** Dataset rows **

## begin

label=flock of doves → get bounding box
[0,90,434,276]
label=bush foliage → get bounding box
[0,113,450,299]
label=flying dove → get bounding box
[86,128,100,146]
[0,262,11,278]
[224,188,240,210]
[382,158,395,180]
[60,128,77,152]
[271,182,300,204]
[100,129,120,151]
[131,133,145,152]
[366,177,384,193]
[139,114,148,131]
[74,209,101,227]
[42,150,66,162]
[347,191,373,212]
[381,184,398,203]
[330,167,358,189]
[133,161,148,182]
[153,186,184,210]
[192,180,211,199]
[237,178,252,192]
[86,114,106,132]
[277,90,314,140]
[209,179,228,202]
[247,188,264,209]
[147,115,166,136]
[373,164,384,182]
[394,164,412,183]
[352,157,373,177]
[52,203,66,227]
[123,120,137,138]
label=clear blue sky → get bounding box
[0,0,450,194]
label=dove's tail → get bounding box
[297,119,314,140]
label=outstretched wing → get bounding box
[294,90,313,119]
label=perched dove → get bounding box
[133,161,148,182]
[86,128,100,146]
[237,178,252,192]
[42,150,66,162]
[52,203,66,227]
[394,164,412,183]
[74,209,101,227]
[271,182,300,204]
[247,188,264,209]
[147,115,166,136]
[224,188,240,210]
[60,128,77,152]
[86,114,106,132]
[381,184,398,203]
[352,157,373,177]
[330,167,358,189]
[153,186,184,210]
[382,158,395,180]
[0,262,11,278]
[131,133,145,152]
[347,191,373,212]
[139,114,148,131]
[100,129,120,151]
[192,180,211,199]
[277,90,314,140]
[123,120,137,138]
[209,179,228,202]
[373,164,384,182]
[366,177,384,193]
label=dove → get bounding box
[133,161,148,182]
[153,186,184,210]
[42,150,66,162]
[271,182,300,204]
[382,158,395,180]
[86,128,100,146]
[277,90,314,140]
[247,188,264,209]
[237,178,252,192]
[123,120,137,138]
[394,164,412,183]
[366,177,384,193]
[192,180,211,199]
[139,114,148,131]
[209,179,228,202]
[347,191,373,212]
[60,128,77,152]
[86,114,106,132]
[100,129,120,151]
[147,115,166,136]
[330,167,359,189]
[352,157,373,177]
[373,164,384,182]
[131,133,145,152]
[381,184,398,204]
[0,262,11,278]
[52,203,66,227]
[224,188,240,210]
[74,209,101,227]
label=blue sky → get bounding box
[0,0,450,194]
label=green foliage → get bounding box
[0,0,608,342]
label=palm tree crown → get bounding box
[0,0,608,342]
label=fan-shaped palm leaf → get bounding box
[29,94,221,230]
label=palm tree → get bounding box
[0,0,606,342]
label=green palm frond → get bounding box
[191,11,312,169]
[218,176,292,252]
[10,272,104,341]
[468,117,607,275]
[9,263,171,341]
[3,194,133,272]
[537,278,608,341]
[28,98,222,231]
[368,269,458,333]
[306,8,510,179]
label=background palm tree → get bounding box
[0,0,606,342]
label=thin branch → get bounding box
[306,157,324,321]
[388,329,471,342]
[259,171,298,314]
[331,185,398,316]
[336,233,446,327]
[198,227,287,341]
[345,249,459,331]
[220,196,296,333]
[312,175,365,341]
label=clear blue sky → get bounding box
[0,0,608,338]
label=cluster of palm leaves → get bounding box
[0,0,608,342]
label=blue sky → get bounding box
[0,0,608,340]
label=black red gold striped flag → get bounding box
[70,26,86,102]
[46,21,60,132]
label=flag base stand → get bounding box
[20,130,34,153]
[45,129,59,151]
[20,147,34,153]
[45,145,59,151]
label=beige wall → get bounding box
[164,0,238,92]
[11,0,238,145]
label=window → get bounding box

## end

** Task to complete **
Rewrite the rows above with every "get bounding box" swapped for "locate bounding box" and everything else left unchanged.

** Task output **
label=flock of doves → locate bounding box
[0,90,434,276]
label=bush foliage → locate bounding box
[0,113,450,299]
label=flying dove → locate bounding box
[86,128,100,146]
[0,262,11,278]
[224,188,240,210]
[382,158,395,180]
[60,128,77,152]
[271,182,300,204]
[100,129,120,151]
[131,133,145,152]
[366,177,384,193]
[139,114,148,131]
[74,209,101,227]
[42,150,66,162]
[347,191,373,212]
[381,184,398,203]
[330,167,358,189]
[133,161,148,182]
[153,186,184,210]
[192,180,211,199]
[237,178,252,192]
[86,114,106,132]
[277,90,314,140]
[209,179,228,202]
[247,188,264,209]
[147,115,166,136]
[373,164,384,182]
[394,164,412,183]
[352,157,373,177]
[52,203,66,227]
[123,120,137,138]
label=clear blue sky → locate bounding box
[0,0,450,194]
label=dove's tail → locate bounding box
[297,119,314,140]
label=outstretched wing → locate bounding box
[294,90,313,119]
label=perched dove → locate bounding box
[133,161,148,182]
[86,128,100,146]
[237,178,252,192]
[42,150,66,162]
[52,203,66,227]
[394,164,412,183]
[74,209,101,227]
[271,182,300,204]
[247,188,264,209]
[147,115,166,136]
[224,188,240,210]
[60,128,77,152]
[86,114,106,132]
[381,184,398,203]
[352,157,373,177]
[330,167,358,189]
[153,186,184,210]
[382,158,395,180]
[0,262,11,278]
[131,133,145,152]
[347,191,373,212]
[139,114,148,131]
[100,129,120,151]
[192,180,211,199]
[277,90,314,140]
[123,120,137,138]
[209,179,228,202]
[373,164,384,182]
[366,177,384,193]
label=dove → locate bounding box
[133,161,148,182]
[153,186,184,210]
[42,150,66,162]
[271,182,300,204]
[382,158,395,180]
[86,128,100,146]
[277,90,314,140]
[247,188,264,209]
[237,178,252,192]
[123,120,137,138]
[394,164,412,183]
[366,177,384,193]
[192,180,211,199]
[139,114,148,131]
[209,179,228,202]
[347,191,373,212]
[60,128,77,152]
[86,114,106,132]
[100,129,120,151]
[147,115,166,136]
[330,167,359,189]
[352,157,373,177]
[373,164,384,182]
[131,133,145,152]
[381,184,398,204]
[0,262,11,278]
[52,203,66,227]
[224,188,240,210]
[74,209,101,227]
label=blue sky → locate bounding box
[0,0,450,194]
label=green foliage → locate bounding box
[0,0,608,342]
label=palm tree crown → locate bounding box
[0,0,608,342]
label=fan-shaped palm leaf → locate bounding box
[29,94,221,230]
label=palm tree → locate bounding box
[0,0,606,342]
label=green palm frond → locate bounding box
[191,11,312,169]
[218,176,292,252]
[10,272,104,341]
[468,117,607,275]
[9,263,171,341]
[3,194,133,272]
[537,278,608,341]
[28,98,222,231]
[368,269,458,333]
[306,8,510,179]
label=background palm tree → locate bounding box
[0,0,606,342]
label=thin branch → locate bounding box
[306,157,324,321]
[388,329,471,342]
[259,171,298,314]
[331,185,398,316]
[336,233,446,327]
[198,227,287,341]
[345,249,459,331]
[220,196,296,333]
[312,175,365,341]
label=clear blue sky → locate bounding box
[0,0,608,338]
label=cluster of palm leaves → locate bounding box
[0,0,608,342]
label=blue sky → locate bounding box
[0,0,608,340]
label=black red gold striped flag → locate bounding box
[70,26,86,102]
[46,21,60,132]
label=flag base stand → locate bounding box
[20,130,34,153]
[45,129,59,151]
[20,147,34,153]
[45,145,59,151]
label=beige wall → locate bounding box
[164,0,238,92]
[11,0,238,145]
label=window → locate bounding box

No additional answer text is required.